#### SHORT PROBLEM A
From the farewell to Elinor Gadon, list every institution where she taught.
#### SHORT PROBLEM B
According to the farewell to Elinor Gadon, in what year was her book The Once and Future Goddess published?

Farewell to Elinor Gadon

Elinor Gadon, 92, died peacefully at her home in Cambridge, MA on May 8th.

As an art historian specializing in the art and culture of India, she taught at Harvard, Tufts and the California Institute of Integral Studies, and held an appointment as a Life Scholar at the Brandeis University Women’s Studies Research Center. Her 1989 book, The Once and Future Goddess, became an essential text for the women’s spirituality and Goddess movements, and for college courses on Women and Mythology around the world.

Longtime friend and colleague Dianne Jenett says that her research continued to the end of her life:

With stamina and passionate intellectual curiosity which inspired many of us, in her seventies and eighties Elinor returned to the India she loved in order to do research on the village goddesses of Orissa.  Her son John said, after he read letters women from all over the world sent to her, “I had no idea she changed so many lives.” She will be sorely missed.

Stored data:
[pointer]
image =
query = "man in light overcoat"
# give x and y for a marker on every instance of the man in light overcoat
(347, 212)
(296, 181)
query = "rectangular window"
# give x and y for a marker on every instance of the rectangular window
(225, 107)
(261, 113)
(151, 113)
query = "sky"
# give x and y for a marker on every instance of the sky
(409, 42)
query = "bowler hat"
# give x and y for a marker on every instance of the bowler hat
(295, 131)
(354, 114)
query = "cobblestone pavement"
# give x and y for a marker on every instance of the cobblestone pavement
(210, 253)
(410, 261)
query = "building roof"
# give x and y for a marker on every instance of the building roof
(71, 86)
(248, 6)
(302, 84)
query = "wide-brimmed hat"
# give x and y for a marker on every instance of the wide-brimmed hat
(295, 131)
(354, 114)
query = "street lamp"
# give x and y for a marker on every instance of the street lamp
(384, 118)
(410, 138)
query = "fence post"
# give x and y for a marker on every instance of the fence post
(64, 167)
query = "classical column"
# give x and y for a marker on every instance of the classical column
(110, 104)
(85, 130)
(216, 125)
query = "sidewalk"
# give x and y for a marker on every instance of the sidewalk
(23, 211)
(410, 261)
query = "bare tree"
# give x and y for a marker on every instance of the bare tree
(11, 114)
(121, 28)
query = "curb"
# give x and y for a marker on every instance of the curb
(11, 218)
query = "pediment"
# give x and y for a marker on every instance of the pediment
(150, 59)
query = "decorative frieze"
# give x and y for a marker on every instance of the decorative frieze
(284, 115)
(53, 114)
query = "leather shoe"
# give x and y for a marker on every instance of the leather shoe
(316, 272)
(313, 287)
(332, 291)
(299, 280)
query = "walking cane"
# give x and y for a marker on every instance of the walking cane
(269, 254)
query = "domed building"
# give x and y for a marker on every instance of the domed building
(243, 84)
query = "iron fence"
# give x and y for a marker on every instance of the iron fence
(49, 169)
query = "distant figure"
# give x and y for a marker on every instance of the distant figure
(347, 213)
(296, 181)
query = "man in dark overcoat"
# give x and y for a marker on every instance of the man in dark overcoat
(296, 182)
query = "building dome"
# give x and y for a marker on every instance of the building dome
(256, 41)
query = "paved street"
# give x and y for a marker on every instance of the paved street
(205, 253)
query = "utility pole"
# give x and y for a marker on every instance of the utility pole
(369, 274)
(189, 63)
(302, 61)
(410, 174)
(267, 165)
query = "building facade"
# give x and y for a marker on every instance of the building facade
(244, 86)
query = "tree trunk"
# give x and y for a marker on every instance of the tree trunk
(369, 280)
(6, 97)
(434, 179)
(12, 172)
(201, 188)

#### TASK RESPONSE A
Harvard, Tufts, and the California Institute of Integral Studies

#### TASK RESPONSE B
1989